=== Begin Enclosure ===
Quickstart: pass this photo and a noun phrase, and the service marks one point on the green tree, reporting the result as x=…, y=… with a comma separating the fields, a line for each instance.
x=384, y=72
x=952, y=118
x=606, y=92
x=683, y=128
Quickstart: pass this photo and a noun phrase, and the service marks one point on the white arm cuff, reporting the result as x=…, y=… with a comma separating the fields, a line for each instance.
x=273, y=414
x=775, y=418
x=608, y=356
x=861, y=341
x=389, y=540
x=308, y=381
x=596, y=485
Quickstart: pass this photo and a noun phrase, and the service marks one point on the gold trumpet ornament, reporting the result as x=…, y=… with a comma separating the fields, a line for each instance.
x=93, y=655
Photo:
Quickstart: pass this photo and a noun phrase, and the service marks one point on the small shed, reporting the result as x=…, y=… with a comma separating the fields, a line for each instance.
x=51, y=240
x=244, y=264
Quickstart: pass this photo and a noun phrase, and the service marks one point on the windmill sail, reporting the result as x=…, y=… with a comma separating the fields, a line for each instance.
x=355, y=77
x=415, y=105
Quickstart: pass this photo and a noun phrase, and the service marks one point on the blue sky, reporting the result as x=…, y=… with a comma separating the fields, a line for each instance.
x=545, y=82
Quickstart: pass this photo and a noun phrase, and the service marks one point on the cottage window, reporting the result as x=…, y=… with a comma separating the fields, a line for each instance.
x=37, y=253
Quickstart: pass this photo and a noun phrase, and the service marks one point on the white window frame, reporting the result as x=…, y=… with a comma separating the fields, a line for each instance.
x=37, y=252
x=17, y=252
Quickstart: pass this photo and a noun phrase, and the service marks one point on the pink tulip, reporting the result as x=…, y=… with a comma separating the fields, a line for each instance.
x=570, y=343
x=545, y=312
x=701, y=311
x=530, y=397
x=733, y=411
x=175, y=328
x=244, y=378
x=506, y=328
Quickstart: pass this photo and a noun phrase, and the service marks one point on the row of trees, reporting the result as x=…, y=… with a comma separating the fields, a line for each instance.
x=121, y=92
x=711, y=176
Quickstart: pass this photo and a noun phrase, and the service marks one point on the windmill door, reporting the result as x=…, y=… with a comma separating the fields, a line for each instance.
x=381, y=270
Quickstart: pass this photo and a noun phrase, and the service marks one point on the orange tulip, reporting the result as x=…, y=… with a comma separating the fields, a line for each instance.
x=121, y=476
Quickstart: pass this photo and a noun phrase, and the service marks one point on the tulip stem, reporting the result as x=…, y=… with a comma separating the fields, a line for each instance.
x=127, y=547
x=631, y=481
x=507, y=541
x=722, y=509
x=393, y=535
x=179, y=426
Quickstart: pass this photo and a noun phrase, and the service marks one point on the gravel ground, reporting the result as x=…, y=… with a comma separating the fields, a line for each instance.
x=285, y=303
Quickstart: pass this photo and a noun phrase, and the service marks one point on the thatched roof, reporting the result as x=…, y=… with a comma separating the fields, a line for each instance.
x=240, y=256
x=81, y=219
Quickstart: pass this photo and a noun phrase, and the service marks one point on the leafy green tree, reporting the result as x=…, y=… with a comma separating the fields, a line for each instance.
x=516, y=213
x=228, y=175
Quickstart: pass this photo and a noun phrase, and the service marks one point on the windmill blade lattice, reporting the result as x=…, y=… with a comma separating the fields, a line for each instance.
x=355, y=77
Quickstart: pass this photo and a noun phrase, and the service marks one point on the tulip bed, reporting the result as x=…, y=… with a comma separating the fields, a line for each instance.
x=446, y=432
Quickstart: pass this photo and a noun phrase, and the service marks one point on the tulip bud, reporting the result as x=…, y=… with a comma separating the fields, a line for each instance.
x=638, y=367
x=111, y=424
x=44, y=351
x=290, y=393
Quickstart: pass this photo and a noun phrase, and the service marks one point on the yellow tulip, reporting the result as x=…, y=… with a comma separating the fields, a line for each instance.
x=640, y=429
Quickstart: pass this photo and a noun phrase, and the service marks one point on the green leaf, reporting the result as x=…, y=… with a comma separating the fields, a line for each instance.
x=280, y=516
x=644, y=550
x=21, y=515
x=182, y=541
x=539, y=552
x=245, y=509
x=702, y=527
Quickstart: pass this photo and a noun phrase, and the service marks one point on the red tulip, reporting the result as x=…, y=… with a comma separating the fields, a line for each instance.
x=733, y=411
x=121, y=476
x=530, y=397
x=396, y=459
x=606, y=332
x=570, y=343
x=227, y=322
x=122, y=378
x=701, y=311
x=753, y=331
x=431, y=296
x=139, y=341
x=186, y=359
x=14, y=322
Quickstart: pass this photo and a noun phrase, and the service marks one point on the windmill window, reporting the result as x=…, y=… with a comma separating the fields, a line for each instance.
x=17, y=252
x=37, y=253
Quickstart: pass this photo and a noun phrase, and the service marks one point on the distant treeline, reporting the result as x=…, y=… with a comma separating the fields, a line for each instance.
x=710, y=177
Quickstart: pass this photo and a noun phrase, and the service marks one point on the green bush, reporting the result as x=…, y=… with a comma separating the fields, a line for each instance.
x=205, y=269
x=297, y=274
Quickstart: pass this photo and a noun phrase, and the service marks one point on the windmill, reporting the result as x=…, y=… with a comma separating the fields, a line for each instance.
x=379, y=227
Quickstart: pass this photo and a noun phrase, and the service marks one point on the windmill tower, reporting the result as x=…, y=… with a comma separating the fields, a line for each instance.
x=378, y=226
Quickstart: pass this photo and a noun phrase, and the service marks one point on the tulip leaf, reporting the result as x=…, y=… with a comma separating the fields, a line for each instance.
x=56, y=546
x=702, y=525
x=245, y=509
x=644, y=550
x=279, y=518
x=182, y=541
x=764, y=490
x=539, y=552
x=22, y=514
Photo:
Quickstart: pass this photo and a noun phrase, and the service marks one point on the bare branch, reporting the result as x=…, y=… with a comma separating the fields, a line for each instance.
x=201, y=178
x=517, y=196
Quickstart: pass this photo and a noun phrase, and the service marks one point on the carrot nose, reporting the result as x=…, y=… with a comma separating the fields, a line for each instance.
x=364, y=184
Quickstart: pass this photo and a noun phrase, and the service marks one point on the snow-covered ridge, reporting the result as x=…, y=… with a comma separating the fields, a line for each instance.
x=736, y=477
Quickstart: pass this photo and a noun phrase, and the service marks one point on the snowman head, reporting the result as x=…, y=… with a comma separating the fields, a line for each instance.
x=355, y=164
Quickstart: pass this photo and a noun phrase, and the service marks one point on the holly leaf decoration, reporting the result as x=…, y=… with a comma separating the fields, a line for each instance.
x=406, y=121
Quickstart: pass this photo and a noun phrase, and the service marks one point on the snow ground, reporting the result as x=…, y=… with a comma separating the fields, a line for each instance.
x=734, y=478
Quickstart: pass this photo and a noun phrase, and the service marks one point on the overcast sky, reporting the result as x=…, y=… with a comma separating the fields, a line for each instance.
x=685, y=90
=== End Enclosure ===
- What you should do: The data should be transcribed exactly, line for line.

- Result of the task:
Quickstart: pass this photo and a noun phrase, and the service marks one point on the green tree, reporting the result as x=…, y=… with a comma separating the fields, a line for each instance.
x=384, y=72
x=952, y=118
x=606, y=92
x=683, y=128
Quickstart: pass this photo and a noun phrase, and the service marks one point on the white arm cuff, reporting the result as x=…, y=… with a comma separating the fields, a line for each instance.
x=273, y=414
x=775, y=418
x=608, y=356
x=861, y=341
x=389, y=540
x=308, y=381
x=596, y=485
Quickstart: pass this photo and a noun phrase, and the service marks one point on the gold trumpet ornament, reporting the result as x=…, y=… with a comma separating the fields, a line for each instance.
x=93, y=655
Photo:
Quickstart: pass this photo and a noun phrase, and the service marks one point on the small shed, reporting the result as x=…, y=… with a comma separating the fields, a line for each instance.
x=51, y=240
x=244, y=264
Quickstart: pass this photo and a noun phrase, and the service marks one point on the windmill sail, reporting the result as x=…, y=… with a comma separating the fields, a line for each instance.
x=355, y=77
x=415, y=105
Quickstart: pass this photo and a noun phrase, and the service marks one point on the blue sky, reporting the result as x=…, y=… with a comma separating the fields, a line for each instance.
x=545, y=82
Quickstart: pass this photo and a noun phrase, and the service marks one point on the cottage window, reporting the result as x=…, y=… with a comma separating the fields, a line for each instance.
x=37, y=253
Quickstart: pass this photo and a noun phrase, and the service marks one point on the white window frame, reporting the result as x=…, y=… with a comma separating the fields, a line for each instance.
x=37, y=252
x=17, y=252
Quickstart: pass this photo and a noun phrase, and the service marks one point on the pink tulip, reporting the result as x=…, y=… with a comma separating the fields, a line for each instance.
x=570, y=343
x=545, y=312
x=701, y=311
x=530, y=397
x=733, y=411
x=175, y=328
x=244, y=378
x=506, y=328
Quickstart: pass this photo and a noun phrase, and the service marks one point on the row of trees, reporting the result as x=…, y=… with a comma separating the fields, a line for each instance.
x=121, y=92
x=711, y=176
Quickstart: pass this photo and a noun phrase, and the service marks one point on the windmill door, reporting the result as x=…, y=… with a comma separating the fields, a line for each instance.
x=381, y=270
Quickstart: pass this photo and a noun phrase, and the service marks one point on the orange tulip, reporting the result as x=…, y=… with a comma separating the fields, a line for each instance.
x=121, y=476
Quickstart: pass this photo and a noun phrase, and the service marks one point on the tulip stem, reporting the result as x=…, y=… with a comma separating the fields, a line for each instance.
x=127, y=547
x=631, y=481
x=507, y=541
x=722, y=509
x=393, y=535
x=179, y=426
Quickstart: pass this photo and a noun phrase, and the service marks one point on the gravel ground, reporting the result as x=…, y=… with a comma separating the fields, a line for each instance.
x=285, y=303
Quickstart: pass this photo and a noun phrase, and the service marks one point on the thatched roof, reporting the result as x=…, y=… with a comma separating the fields, a line for each instance.
x=240, y=256
x=81, y=219
Quickstart: pass this photo and a noun phrase, and the service marks one point on the leafy green tree, reporting the result as x=…, y=… with a comma separating the fields, a line for each instance.
x=516, y=213
x=228, y=175
Quickstart: pass this photo and a noun phrase, and the service marks one point on the windmill blade lattice, reporting the result as x=…, y=… with a comma separating the fields, a line for each instance.
x=355, y=77
Quickstart: pass this photo and a noun phrase, and the service marks one point on the tulip bed, reporting the result as x=…, y=… with a comma separating the fields, a line for each instance.
x=446, y=432
Quickstart: pass this photo and a noun phrase, and the service marks one point on the tulip bud, reporting the result as x=…, y=… with a comma separating the fields, a line for each instance.
x=638, y=367
x=111, y=424
x=44, y=351
x=290, y=393
Quickstart: pass this photo and a noun phrase, and the service marks one point on the yellow tulip, reporting the result as x=…, y=… with a comma separating the fields, a line for each instance.
x=640, y=429
Quickstart: pass this photo and a noun phrase, and the service marks one point on the green leaf, reporting the result as x=…, y=… with a comma separating the fields, a line for each instance.
x=280, y=516
x=644, y=550
x=21, y=515
x=182, y=541
x=539, y=552
x=245, y=509
x=702, y=527
Quickstart: pass this photo and a noun phrase, and the service marks one point on the red tulip, reporting the result as x=…, y=… with a comma separating the fields, a line for each instance.
x=733, y=411
x=121, y=476
x=530, y=397
x=396, y=459
x=606, y=332
x=570, y=343
x=227, y=322
x=122, y=378
x=701, y=311
x=753, y=331
x=431, y=296
x=139, y=341
x=186, y=359
x=14, y=322
Quickstart: pass this photo and a noun phrase, and the service marks one point on the windmill window, reporting the result as x=…, y=… with a comma separating the fields, a line for each instance.
x=17, y=252
x=37, y=253
Quickstart: pass this photo and a noun phrase, and the service marks one point on the distant treeline, reporting the result as x=…, y=… with a comma separating the fields, a line for each instance.
x=710, y=177
Quickstart: pass this photo and a noun phrase, and the service marks one point on the green bush, reporting the result as x=…, y=… with a comma separating the fields, a line for each instance.
x=205, y=269
x=297, y=274
Quickstart: pass this photo and a noun phrase, and the service marks one point on the windmill, reporting the result as x=…, y=… with a comma separating the fields, a line for each instance.
x=379, y=227
Quickstart: pass this photo and a noun phrase, and the service marks one point on the windmill tower, reporting the result as x=…, y=… with a comma separating the fields, a line for each instance.
x=378, y=226
Quickstart: pass this photo and a noun phrase, and the service marks one point on the tulip leaf, reporting the result as x=…, y=… with a comma separating the fields, a line for each instance.
x=56, y=546
x=702, y=525
x=245, y=509
x=644, y=550
x=279, y=518
x=182, y=541
x=764, y=490
x=539, y=552
x=22, y=514
Photo:
Quickstart: pass this photo and a noun phrase, and the service marks one point on the bare branch, reporting the result as x=…, y=… with a comma separating the fields, a line for each instance.
x=201, y=178
x=517, y=196
Quickstart: pass this photo and a noun phrase, and the service marks one point on the carrot nose, reporting the result as x=…, y=… with a comma separating the fields, a line for each instance.
x=364, y=184
Quickstart: pass this photo and a noun phrase, and the service marks one point on the snow-covered ridge, reporting the result as x=…, y=… with a comma separating the fields, a line for each instance.
x=736, y=477
Quickstart: pass this photo and a noun phrase, and the service marks one point on the snowman head, reporting the result as x=…, y=… with a comma separating the fields, a line for each instance.
x=355, y=164
Quickstart: pass this photo and a noun phrase, and the service marks one point on the holly leaf decoration, reporting the result as x=…, y=… with a comma separating the fields, a line for each instance.
x=406, y=121
Quickstart: pass this photo and a noun phrase, and the service marks one point on the snow ground, reporting the result as x=…, y=… with a comma separating the fields, a line for each instance.
x=734, y=478
Quickstart: pass this photo and a noun phrase, and the service marks one point on the overcast sky, reporting the result as x=…, y=… with a comma separating the fields, a line for each instance.
x=685, y=90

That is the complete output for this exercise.